[Available data — start]

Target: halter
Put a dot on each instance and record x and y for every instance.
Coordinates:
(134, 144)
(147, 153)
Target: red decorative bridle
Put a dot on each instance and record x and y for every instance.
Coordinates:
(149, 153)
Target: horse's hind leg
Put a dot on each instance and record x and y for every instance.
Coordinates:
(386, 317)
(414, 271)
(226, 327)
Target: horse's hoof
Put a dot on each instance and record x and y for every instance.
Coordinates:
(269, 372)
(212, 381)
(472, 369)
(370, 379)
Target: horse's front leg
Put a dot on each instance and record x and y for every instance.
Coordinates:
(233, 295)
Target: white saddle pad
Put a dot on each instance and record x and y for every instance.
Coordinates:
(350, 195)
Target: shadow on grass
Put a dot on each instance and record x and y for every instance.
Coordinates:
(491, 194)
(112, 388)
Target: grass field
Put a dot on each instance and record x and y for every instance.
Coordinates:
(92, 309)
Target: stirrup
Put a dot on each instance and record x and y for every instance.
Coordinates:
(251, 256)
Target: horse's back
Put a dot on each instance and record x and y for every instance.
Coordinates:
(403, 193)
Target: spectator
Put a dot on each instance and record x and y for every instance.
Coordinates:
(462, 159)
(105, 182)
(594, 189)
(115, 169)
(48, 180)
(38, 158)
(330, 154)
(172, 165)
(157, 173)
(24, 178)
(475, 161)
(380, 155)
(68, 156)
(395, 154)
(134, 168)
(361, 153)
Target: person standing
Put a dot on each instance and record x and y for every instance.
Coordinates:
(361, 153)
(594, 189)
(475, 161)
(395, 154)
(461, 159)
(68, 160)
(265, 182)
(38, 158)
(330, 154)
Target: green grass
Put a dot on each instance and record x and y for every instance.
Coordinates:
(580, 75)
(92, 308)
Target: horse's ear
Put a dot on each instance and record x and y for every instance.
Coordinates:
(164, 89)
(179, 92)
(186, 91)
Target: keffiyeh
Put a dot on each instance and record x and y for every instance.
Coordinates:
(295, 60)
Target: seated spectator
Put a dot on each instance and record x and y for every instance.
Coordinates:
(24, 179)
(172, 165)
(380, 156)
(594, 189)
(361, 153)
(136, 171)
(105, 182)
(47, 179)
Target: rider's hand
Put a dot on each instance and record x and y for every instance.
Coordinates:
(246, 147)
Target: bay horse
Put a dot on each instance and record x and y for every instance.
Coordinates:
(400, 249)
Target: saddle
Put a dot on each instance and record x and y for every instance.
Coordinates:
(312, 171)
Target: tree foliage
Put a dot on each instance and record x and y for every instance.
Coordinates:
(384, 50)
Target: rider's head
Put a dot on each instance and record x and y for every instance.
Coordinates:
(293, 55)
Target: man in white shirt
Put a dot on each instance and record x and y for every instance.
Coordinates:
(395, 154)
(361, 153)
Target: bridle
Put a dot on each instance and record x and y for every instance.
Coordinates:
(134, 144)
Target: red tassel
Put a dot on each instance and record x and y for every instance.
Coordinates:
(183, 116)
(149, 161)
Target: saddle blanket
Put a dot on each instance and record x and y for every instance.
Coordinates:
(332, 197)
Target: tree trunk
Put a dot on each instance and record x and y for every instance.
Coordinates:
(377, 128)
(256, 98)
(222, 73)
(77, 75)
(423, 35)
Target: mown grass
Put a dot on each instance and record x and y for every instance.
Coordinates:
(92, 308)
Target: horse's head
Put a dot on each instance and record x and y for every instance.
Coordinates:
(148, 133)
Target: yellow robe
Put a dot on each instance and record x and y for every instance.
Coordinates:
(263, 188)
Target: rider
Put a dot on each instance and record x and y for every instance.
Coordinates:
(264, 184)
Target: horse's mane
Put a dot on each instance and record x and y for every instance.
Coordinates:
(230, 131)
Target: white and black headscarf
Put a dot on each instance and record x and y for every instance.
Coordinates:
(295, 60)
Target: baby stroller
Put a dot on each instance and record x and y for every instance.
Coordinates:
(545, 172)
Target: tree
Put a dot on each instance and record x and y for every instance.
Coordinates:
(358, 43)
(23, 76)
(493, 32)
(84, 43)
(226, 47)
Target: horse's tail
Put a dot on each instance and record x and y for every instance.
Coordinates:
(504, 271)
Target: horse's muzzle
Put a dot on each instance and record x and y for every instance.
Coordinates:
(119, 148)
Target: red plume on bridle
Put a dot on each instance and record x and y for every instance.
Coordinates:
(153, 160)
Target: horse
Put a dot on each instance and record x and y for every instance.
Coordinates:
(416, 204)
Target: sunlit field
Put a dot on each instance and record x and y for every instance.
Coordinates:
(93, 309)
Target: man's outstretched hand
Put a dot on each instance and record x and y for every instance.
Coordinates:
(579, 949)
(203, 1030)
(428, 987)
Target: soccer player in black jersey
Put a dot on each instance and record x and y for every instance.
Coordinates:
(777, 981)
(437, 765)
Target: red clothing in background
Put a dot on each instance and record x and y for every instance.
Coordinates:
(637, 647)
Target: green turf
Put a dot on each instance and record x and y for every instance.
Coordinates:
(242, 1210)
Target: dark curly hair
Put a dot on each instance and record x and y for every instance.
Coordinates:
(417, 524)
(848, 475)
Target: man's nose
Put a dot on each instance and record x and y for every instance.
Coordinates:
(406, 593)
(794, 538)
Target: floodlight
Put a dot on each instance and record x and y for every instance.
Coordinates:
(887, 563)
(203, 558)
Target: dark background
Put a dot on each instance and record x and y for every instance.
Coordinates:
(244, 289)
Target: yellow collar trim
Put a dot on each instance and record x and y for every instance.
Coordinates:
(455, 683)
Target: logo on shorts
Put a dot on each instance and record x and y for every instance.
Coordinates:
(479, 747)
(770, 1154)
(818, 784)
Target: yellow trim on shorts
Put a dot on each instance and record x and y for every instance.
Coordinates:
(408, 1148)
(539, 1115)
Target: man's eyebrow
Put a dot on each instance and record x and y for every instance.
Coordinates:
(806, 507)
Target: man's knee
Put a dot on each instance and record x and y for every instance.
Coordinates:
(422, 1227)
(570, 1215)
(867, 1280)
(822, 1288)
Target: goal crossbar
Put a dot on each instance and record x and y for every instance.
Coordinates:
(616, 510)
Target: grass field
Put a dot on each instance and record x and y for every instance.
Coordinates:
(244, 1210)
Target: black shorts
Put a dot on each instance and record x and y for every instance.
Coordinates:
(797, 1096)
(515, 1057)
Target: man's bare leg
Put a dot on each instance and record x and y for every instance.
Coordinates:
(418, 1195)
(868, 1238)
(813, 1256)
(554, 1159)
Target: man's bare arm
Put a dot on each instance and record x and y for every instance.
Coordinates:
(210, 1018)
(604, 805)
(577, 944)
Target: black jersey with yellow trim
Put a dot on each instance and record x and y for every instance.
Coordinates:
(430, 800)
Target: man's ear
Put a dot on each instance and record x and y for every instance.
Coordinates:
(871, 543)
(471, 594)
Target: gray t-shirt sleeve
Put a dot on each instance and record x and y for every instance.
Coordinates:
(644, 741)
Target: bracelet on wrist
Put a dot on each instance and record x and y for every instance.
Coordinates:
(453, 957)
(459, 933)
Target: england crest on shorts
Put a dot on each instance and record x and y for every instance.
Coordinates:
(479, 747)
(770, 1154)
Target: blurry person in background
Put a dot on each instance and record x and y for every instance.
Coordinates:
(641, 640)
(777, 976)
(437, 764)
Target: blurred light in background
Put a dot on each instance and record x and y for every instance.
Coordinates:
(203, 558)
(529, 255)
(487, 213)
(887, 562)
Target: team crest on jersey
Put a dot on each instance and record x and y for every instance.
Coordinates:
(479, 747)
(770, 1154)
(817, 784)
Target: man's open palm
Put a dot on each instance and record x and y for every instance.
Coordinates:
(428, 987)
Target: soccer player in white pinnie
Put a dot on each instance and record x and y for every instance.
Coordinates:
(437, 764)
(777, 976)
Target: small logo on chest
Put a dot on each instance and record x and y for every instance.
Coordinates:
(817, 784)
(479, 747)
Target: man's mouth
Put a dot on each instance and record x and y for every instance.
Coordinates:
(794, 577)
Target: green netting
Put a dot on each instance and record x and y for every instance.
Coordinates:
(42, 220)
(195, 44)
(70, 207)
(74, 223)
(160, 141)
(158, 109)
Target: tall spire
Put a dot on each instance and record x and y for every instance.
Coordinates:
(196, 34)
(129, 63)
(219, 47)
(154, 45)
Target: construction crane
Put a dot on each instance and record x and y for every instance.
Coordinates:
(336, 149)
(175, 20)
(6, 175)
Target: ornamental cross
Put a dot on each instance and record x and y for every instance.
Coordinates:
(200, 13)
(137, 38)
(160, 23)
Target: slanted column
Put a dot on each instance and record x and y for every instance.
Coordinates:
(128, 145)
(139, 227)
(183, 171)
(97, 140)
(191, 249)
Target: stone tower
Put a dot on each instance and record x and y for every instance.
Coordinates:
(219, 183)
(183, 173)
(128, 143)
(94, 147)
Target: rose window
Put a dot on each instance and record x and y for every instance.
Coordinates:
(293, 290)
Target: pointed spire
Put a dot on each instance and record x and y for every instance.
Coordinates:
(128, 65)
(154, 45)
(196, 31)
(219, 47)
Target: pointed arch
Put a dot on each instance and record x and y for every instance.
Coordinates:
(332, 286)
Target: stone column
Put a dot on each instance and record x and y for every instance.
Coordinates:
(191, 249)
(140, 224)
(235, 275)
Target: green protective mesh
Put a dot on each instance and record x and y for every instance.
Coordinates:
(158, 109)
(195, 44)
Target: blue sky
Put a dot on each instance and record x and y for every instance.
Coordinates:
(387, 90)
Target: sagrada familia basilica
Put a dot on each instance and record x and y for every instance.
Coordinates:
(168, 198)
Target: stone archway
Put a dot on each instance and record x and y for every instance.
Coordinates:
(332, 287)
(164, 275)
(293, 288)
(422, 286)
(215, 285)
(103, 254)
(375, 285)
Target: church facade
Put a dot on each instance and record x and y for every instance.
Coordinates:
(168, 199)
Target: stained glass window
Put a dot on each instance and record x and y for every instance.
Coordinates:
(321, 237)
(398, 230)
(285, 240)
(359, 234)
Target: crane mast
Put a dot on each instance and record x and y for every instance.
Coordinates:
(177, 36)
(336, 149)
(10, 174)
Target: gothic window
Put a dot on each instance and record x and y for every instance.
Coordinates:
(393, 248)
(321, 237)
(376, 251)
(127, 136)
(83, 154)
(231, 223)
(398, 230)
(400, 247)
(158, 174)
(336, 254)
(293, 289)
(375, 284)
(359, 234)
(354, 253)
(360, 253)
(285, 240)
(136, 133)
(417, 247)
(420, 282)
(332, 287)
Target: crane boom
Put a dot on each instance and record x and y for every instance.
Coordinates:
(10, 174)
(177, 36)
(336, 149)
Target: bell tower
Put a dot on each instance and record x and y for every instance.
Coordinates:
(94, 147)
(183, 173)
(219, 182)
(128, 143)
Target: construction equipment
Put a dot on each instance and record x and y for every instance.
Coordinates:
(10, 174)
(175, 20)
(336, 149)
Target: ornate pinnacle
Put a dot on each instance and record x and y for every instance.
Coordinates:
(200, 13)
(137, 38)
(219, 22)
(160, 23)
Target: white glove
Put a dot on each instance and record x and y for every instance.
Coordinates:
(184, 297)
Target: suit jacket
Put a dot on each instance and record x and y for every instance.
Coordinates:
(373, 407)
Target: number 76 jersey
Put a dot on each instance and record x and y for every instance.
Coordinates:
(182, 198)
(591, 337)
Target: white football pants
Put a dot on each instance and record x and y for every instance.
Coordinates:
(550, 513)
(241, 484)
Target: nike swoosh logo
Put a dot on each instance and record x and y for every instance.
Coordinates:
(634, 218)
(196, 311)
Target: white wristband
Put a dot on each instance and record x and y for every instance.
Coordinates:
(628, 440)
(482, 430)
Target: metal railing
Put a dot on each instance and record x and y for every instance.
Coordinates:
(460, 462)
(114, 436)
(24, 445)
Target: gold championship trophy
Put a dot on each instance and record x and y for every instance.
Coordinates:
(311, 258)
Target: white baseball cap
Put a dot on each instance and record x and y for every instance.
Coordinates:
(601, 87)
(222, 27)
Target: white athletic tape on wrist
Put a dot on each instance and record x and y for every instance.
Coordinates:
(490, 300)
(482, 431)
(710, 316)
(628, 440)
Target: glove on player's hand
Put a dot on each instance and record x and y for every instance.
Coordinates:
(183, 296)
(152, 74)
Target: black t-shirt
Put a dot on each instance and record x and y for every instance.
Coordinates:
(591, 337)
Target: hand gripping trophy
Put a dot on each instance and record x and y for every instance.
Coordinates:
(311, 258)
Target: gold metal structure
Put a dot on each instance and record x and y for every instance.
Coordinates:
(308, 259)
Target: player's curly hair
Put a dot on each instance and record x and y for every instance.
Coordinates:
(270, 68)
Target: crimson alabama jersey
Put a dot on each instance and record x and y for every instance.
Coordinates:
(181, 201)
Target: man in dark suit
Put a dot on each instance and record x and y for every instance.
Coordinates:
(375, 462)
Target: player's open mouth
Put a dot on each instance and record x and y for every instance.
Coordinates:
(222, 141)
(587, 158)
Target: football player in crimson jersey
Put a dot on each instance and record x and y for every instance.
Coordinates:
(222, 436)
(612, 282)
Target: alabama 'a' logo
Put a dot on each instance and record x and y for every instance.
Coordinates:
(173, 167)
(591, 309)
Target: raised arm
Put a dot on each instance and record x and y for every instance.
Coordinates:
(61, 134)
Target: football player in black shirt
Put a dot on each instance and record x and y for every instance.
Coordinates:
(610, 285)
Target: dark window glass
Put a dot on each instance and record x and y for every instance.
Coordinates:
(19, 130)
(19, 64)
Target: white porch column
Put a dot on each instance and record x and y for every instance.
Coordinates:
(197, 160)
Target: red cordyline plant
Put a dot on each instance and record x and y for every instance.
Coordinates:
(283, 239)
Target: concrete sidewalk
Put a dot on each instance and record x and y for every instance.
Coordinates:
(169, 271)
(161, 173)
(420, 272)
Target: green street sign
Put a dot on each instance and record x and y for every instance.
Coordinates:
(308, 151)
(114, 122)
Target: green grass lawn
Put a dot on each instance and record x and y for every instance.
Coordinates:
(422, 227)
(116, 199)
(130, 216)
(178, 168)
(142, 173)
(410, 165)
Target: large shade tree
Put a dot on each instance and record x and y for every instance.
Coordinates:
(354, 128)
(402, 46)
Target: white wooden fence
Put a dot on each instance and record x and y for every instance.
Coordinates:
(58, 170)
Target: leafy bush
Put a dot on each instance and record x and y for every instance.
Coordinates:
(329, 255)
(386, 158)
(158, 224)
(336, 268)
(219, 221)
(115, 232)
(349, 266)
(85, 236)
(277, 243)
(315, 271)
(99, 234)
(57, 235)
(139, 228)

[Available data — finish]

» Exercise: Transcribe the records above from the line holding "Target: man in dark suit" down to the line holding "Target: football player in crimson jersey", inclusive, without adding anything.

» Exercise response:
Target: man in dark suit
Put a dot on each instance and record x and y for every instance.
Coordinates:
(375, 462)
Target: player's open mouth
Put a dot on each instance and record x and y for every instance.
Coordinates:
(222, 141)
(587, 158)
Target: football player in crimson jersey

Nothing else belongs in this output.